Another important thing to note with data loss with MHA, is when GTID is used with no semi-sync enabled. MHA with GTID will not connect through ssh to the master but will try to sync the binary logs for node recovery with the slaves first. This may potentially lead to more data loss than compared to MHA non-GTID with semi-sync not enabled.
Fixes/Resolution
When performing automatic failover, build a list of scenarios when you expect your MHA to failover. Since MHA is dealing with master-slave replication, then our advice to you to avoid data loss are the following:
- Enable lossless semi-sync replication (exists in version MySQL 5.7)
- Use GTID-based replication. Of course, you can use the traditional replication by using binlog’s x & y coordinates. However, it makes things more difficult and time consuming when you need to locate a specific binary log entry that wasn’t applied on the slave. Hence, with GTID in MySQL, it’s easier to detect errant transactions.

======

** AIM A **
In the passage on MHA failover, what does MHA with GTID try to do first instead of connecting to the master through ssh?
The passage on MHA failover and the rows that follow it are unrelated material.

======

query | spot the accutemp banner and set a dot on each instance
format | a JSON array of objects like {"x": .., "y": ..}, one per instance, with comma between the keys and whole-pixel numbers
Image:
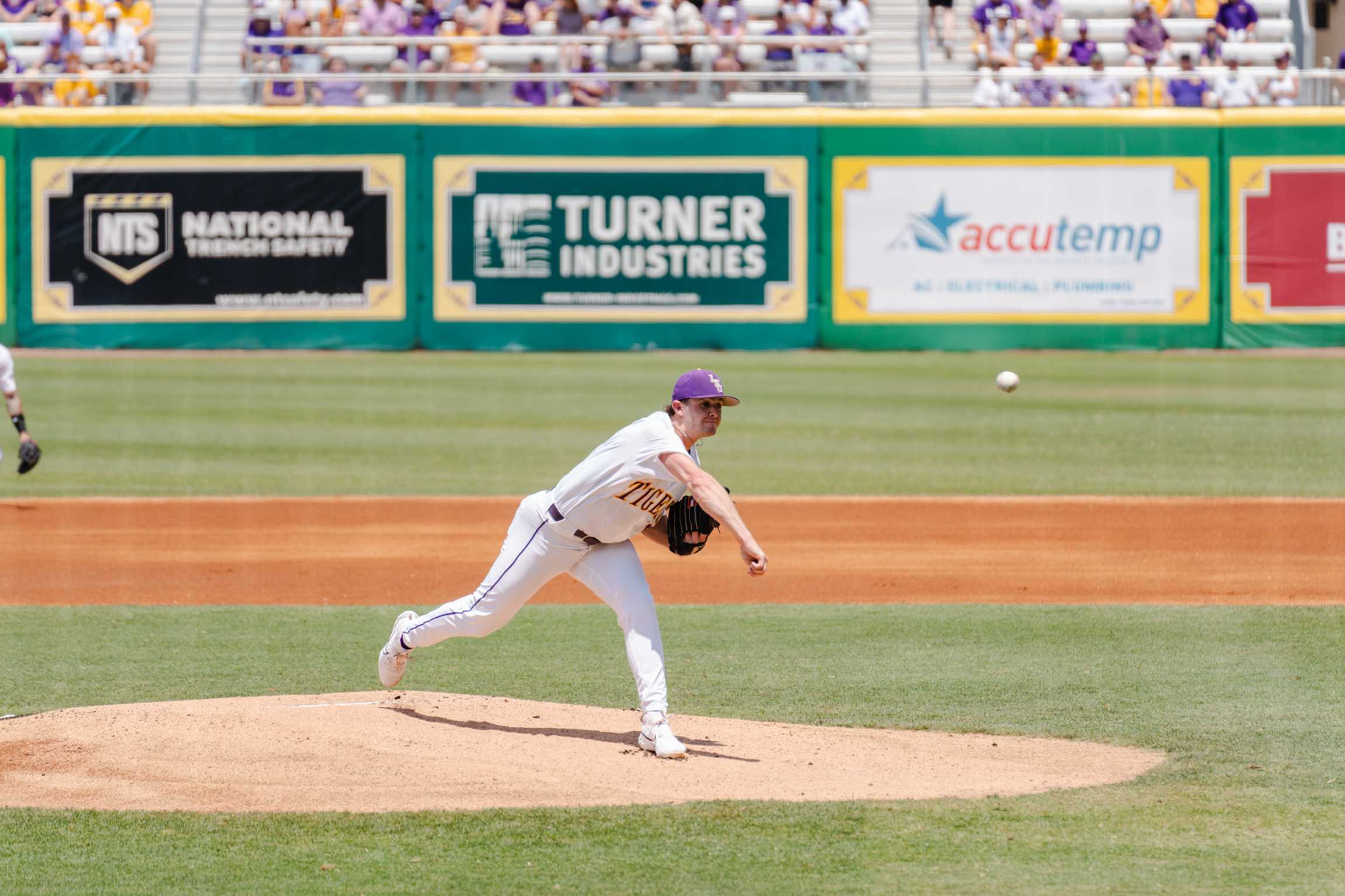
[
  {"x": 1288, "y": 240},
  {"x": 158, "y": 240},
  {"x": 620, "y": 240},
  {"x": 1021, "y": 241}
]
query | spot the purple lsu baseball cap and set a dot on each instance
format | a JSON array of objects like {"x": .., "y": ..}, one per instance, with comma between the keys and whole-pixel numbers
[{"x": 701, "y": 383}]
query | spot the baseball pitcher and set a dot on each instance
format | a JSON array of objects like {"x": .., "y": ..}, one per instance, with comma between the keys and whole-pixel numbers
[
  {"x": 646, "y": 479},
  {"x": 29, "y": 451}
]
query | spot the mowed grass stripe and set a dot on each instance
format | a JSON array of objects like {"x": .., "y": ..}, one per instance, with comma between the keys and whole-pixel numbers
[
  {"x": 1247, "y": 701},
  {"x": 812, "y": 422}
]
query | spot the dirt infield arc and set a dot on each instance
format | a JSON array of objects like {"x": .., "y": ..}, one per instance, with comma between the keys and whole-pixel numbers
[
  {"x": 416, "y": 551},
  {"x": 347, "y": 753}
]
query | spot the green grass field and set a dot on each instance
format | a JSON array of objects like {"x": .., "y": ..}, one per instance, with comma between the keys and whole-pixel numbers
[{"x": 1250, "y": 703}]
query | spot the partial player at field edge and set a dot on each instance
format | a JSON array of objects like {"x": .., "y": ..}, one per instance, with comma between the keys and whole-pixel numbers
[{"x": 29, "y": 451}]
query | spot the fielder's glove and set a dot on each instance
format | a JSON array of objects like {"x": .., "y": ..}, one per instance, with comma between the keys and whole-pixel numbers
[
  {"x": 29, "y": 456},
  {"x": 688, "y": 516}
]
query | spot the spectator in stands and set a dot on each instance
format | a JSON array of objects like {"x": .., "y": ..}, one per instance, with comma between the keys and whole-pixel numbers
[
  {"x": 331, "y": 20},
  {"x": 478, "y": 14},
  {"x": 942, "y": 35},
  {"x": 8, "y": 89},
  {"x": 16, "y": 10},
  {"x": 1236, "y": 20},
  {"x": 779, "y": 54},
  {"x": 571, "y": 22},
  {"x": 982, "y": 16},
  {"x": 1039, "y": 89},
  {"x": 1048, "y": 44},
  {"x": 53, "y": 62},
  {"x": 992, "y": 89},
  {"x": 254, "y": 56},
  {"x": 283, "y": 89},
  {"x": 713, "y": 15},
  {"x": 1001, "y": 39},
  {"x": 85, "y": 15},
  {"x": 75, "y": 89},
  {"x": 728, "y": 34},
  {"x": 1236, "y": 89},
  {"x": 1040, "y": 15},
  {"x": 304, "y": 58},
  {"x": 381, "y": 18},
  {"x": 588, "y": 89},
  {"x": 1099, "y": 91},
  {"x": 463, "y": 57},
  {"x": 296, "y": 15},
  {"x": 140, "y": 15},
  {"x": 827, "y": 57},
  {"x": 1148, "y": 39},
  {"x": 513, "y": 18},
  {"x": 1284, "y": 85},
  {"x": 532, "y": 93},
  {"x": 680, "y": 19},
  {"x": 338, "y": 88},
  {"x": 852, "y": 16},
  {"x": 623, "y": 50},
  {"x": 1187, "y": 88},
  {"x": 68, "y": 37},
  {"x": 1211, "y": 47},
  {"x": 1082, "y": 50},
  {"x": 124, "y": 57},
  {"x": 415, "y": 58},
  {"x": 1148, "y": 92}
]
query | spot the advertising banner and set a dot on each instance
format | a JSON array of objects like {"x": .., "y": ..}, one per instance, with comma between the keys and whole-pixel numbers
[
  {"x": 1021, "y": 241},
  {"x": 649, "y": 240},
  {"x": 1288, "y": 240},
  {"x": 173, "y": 240}
]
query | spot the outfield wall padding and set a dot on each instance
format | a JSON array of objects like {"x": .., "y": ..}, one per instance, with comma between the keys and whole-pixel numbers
[
  {"x": 584, "y": 230},
  {"x": 1286, "y": 227}
]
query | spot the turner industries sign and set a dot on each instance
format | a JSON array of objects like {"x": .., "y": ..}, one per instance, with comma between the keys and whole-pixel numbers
[
  {"x": 186, "y": 240},
  {"x": 677, "y": 238}
]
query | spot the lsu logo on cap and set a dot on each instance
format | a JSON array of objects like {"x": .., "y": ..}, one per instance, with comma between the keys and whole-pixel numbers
[{"x": 128, "y": 234}]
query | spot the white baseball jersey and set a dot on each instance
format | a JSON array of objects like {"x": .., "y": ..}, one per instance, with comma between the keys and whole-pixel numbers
[
  {"x": 7, "y": 383},
  {"x": 620, "y": 488}
]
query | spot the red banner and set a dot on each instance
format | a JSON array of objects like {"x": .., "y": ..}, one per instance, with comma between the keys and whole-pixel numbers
[{"x": 1296, "y": 240}]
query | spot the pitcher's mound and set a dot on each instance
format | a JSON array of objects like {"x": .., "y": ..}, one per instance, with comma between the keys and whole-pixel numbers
[{"x": 384, "y": 751}]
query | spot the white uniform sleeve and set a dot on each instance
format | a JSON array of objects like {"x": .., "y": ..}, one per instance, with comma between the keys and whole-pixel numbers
[{"x": 7, "y": 383}]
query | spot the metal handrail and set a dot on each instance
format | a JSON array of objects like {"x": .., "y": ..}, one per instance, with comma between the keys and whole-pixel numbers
[{"x": 198, "y": 38}]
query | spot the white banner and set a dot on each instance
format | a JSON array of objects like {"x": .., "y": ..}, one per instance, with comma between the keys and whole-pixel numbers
[{"x": 1021, "y": 238}]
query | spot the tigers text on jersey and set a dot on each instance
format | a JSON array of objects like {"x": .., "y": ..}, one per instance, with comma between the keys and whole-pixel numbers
[
  {"x": 7, "y": 383},
  {"x": 622, "y": 488}
]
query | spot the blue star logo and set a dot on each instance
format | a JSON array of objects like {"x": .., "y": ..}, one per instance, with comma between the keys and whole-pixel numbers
[{"x": 931, "y": 231}]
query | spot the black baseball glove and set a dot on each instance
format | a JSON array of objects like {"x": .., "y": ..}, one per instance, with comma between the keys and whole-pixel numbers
[
  {"x": 688, "y": 516},
  {"x": 29, "y": 456}
]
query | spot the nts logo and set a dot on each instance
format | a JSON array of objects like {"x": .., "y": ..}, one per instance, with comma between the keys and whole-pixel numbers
[{"x": 128, "y": 234}]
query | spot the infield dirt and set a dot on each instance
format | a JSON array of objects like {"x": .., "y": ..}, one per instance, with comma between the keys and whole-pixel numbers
[
  {"x": 381, "y": 751},
  {"x": 823, "y": 550}
]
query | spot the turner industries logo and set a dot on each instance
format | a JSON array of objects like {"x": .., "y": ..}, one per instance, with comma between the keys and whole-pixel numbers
[
  {"x": 128, "y": 234},
  {"x": 513, "y": 236},
  {"x": 944, "y": 231}
]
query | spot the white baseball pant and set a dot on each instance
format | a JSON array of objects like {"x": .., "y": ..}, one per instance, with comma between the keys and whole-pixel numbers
[{"x": 536, "y": 551}]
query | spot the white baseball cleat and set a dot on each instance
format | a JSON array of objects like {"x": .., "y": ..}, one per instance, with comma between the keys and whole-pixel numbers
[
  {"x": 392, "y": 659},
  {"x": 657, "y": 736}
]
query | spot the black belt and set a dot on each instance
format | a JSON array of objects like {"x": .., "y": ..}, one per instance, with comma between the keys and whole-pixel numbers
[{"x": 579, "y": 534}]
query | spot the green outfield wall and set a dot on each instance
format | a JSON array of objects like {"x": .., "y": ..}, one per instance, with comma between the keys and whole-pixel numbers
[{"x": 581, "y": 230}]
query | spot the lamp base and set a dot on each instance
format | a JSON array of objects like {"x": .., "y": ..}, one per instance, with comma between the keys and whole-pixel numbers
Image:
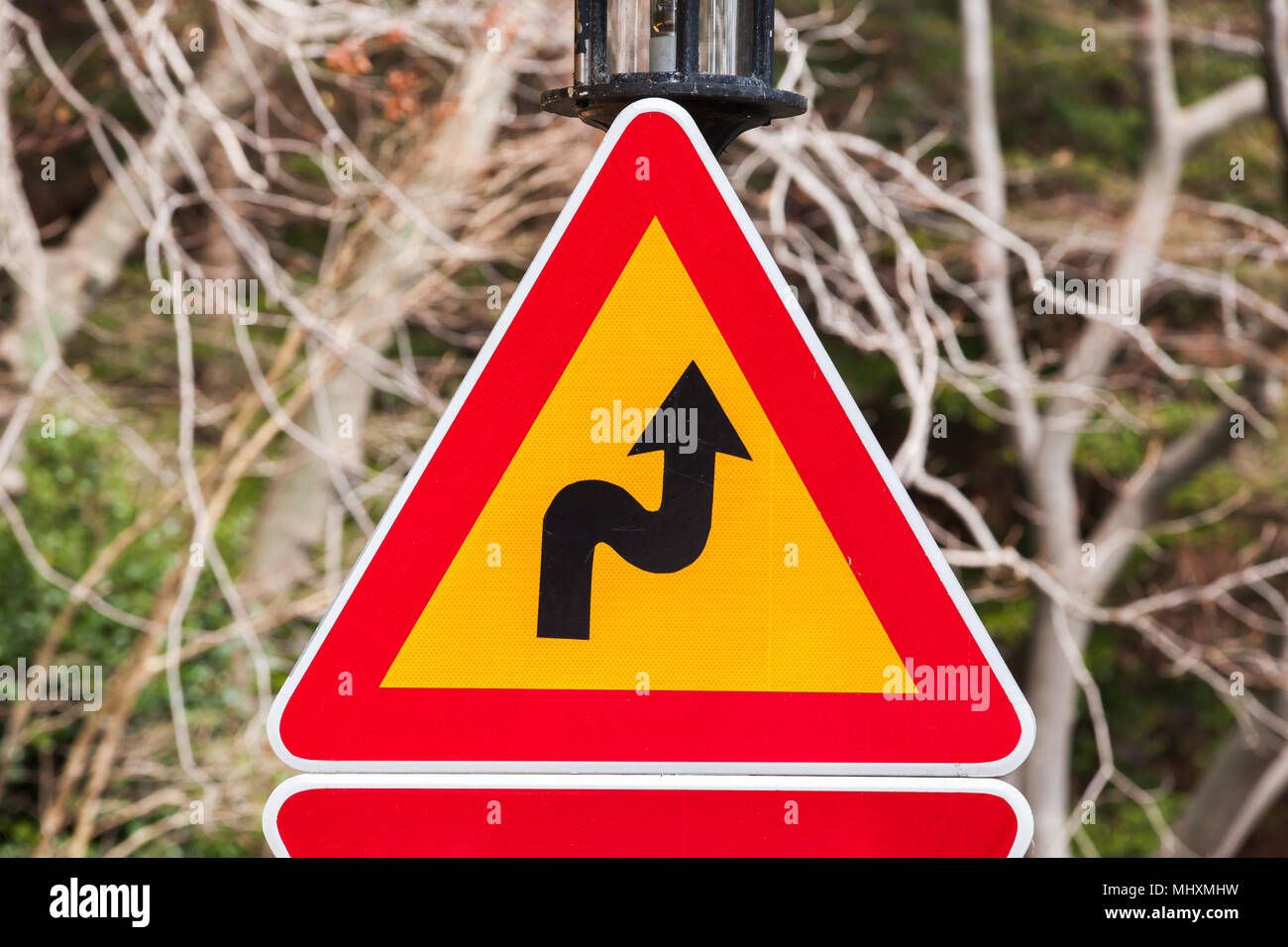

======

** AIM B **
Collect every line in the rows that contains the string "turner", matching case exactly.

** EXERCISE SOLUTION A **
It tries to sync the binary logs for node recovery with the slaves first.

** EXERCISE SOLUTION B **
query | spot the turner industries sign and set a dot on each instance
query | spot the turner industries logo and set a dot on each instance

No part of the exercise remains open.